**EXERCISE DESCRIPTION**: Whatever the records hold, copy it exactly and completely.

(Data entries)

==========

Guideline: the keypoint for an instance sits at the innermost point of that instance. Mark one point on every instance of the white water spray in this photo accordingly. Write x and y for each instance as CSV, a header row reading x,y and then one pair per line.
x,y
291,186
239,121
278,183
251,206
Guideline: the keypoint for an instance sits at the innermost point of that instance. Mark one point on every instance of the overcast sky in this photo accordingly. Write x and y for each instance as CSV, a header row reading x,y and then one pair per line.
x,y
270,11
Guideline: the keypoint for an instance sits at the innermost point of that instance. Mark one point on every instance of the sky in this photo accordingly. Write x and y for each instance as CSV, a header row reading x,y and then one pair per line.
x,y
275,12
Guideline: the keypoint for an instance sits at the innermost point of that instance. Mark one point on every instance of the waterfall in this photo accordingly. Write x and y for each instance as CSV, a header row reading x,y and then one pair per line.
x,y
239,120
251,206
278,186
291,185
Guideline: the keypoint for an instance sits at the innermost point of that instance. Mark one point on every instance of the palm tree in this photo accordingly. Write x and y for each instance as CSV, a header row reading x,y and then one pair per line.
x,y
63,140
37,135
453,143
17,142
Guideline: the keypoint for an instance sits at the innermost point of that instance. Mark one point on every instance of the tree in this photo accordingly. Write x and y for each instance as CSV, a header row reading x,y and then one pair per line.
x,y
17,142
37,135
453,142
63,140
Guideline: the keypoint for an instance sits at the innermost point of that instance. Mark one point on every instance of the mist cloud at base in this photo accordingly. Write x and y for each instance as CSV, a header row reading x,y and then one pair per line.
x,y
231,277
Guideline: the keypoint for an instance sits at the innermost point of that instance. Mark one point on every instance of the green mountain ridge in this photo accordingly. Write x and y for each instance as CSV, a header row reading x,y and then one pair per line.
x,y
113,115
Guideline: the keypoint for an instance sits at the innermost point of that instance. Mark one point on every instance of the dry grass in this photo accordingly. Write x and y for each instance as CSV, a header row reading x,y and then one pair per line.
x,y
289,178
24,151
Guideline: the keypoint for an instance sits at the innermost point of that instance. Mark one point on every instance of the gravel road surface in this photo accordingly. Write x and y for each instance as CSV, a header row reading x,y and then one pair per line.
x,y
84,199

==========

**ANSWER SECTION**:
Guideline: the keypoint for an instance sits at the innermost point of that instance. Mark one point on every instance of the white water spray in this photo accordingly. Write x and y for each instance as CSV, a header row reading x,y and then one pair per line.
x,y
291,186
239,121
278,183
251,206
Guideline: the keypoint for an instance sits at the innermost point of that instance. Mark one point on every instance of the overcast sky in this photo accordingly. Write x and y for each instance as CSV, a header row reading x,y and then one pair per line.
x,y
270,11
Guideline: the keypoint for an instance sits at the innermost point of that instance. Mark one point on every instance of the sky in this photo accordingly. Write x and y for each instance as CSV, a header row reading x,y and then one pair per line.
x,y
275,12
Guideline: the keypoint for an instance sits at the innermost point of that instance. Mark one point on every instance of the waterfall in this photo accordingly. Write x and y for each instance as CSV, a header row reading x,y and then one pair per line.
x,y
239,120
251,206
278,186
291,185
Guideline: the keypoint for an instance sits at the innermost point of that instance. Mark one point on every instance of the palm tree in this photo accordingly. Write x and y for each instance as CSV, a header row reading x,y and then one pair per line.
x,y
63,140
37,135
453,143
17,142
Guideline: the keypoint for an instance sits at the innermost point of that instance. Mark one point on every instance of the tree in this photo accordingly. Write x and y for each instance as CSV, a header row reading x,y and then one pair per line.
x,y
17,142
37,135
453,142
63,140
Guideline: the keypoint for an instance sits at the innermost point of that instance. Mark one point on every instance of the mist cloud at base in this photo accordingly. Write x and y for each instance as CSV, a header row reading x,y and then one pair per line.
x,y
231,277
Guideline: the keypoint for an instance sits at the innermost point of that instance. Mark one point on every instance of the green mountain ridge in this photo accordingly. Write x and y for each instance as CSV, a header row reading x,y and then one pair per line.
x,y
113,115
Guideline: the keypoint for an instance sits at the innermost point of that instance. Mark one point on every instance of the dry grass in this photo accordingly. Write x and y for each instance as CSV, a header row reading x,y and then one pair per line.
x,y
289,178
24,151
Guideline: the keypoint for an instance sits at the innermost point of that instance. Mark one point on every instance of the gravel road surface in this photo accordingly. Write x and y for each instance as CSV, a header row reading x,y and then one pair per line.
x,y
84,199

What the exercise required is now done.